Work to be completed
Every line from the one containing "Task: Tag the white wall" through the last line below should be reproduced exactly; please include nothing else.

Saved entries:

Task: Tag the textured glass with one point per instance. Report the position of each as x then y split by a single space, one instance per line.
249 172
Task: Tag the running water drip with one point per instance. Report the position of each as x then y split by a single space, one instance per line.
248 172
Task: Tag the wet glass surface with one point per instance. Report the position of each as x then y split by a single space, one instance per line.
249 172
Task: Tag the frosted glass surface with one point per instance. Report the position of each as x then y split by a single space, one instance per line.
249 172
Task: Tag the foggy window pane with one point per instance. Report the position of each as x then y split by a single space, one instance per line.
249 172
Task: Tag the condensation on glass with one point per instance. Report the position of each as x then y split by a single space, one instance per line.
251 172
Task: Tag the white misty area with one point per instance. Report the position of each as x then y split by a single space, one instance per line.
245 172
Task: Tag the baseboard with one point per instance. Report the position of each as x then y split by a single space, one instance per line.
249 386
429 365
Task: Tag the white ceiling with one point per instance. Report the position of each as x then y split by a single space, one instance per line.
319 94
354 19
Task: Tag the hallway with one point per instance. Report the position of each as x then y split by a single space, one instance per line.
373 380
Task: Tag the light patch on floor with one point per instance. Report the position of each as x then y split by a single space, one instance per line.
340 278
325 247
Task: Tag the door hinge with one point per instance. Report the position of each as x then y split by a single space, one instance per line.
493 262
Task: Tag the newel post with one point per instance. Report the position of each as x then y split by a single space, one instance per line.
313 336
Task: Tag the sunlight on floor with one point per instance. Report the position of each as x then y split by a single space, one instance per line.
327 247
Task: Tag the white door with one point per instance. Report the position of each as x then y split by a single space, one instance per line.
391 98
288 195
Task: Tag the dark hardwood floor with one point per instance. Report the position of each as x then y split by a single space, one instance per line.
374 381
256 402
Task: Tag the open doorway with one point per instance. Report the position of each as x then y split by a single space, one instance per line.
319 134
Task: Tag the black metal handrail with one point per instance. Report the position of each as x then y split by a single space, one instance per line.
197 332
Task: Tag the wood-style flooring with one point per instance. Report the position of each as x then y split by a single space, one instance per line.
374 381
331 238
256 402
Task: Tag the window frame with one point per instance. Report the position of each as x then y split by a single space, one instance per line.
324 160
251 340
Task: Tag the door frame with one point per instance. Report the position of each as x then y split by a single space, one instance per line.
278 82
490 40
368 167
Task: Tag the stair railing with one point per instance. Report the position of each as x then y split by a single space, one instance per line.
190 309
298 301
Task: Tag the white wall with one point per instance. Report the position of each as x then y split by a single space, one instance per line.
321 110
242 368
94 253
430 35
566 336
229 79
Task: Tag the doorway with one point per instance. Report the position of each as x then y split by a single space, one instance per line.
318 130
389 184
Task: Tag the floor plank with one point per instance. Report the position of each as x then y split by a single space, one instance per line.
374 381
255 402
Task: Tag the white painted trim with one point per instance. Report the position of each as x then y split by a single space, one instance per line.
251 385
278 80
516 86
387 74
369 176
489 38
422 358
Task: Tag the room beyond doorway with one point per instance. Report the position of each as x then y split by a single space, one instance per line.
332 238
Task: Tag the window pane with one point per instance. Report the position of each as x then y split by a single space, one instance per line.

Output for this task
Task: Tag the white wall with one point per instance. Report the position of each as x then y split by a single space, one instance per line.
321 110
242 368
94 253
430 35
566 336
229 79
Task: Tag the doorway with one point per instance. Report the position of each as x then y split by a single space, one instance per line.
318 130
389 184
Task: Tag the floor plank with one point per instance. Report the position of each as x then y split by a single space, one instance per line.
374 381
255 402
Task: Tag the white painted trim with one point per instance. Report the position of each as x then y split by a single space, one instance per line.
251 385
278 80
516 86
387 74
369 176
489 38
422 358
Task: Tag the room beyond doorway with one point per instance. Report the position of each as x then y split by a single space, one instance per line.
332 238
Task: Tag the window pane with one point per instance. Report the position of each as x then y split by a single space, one instance per line.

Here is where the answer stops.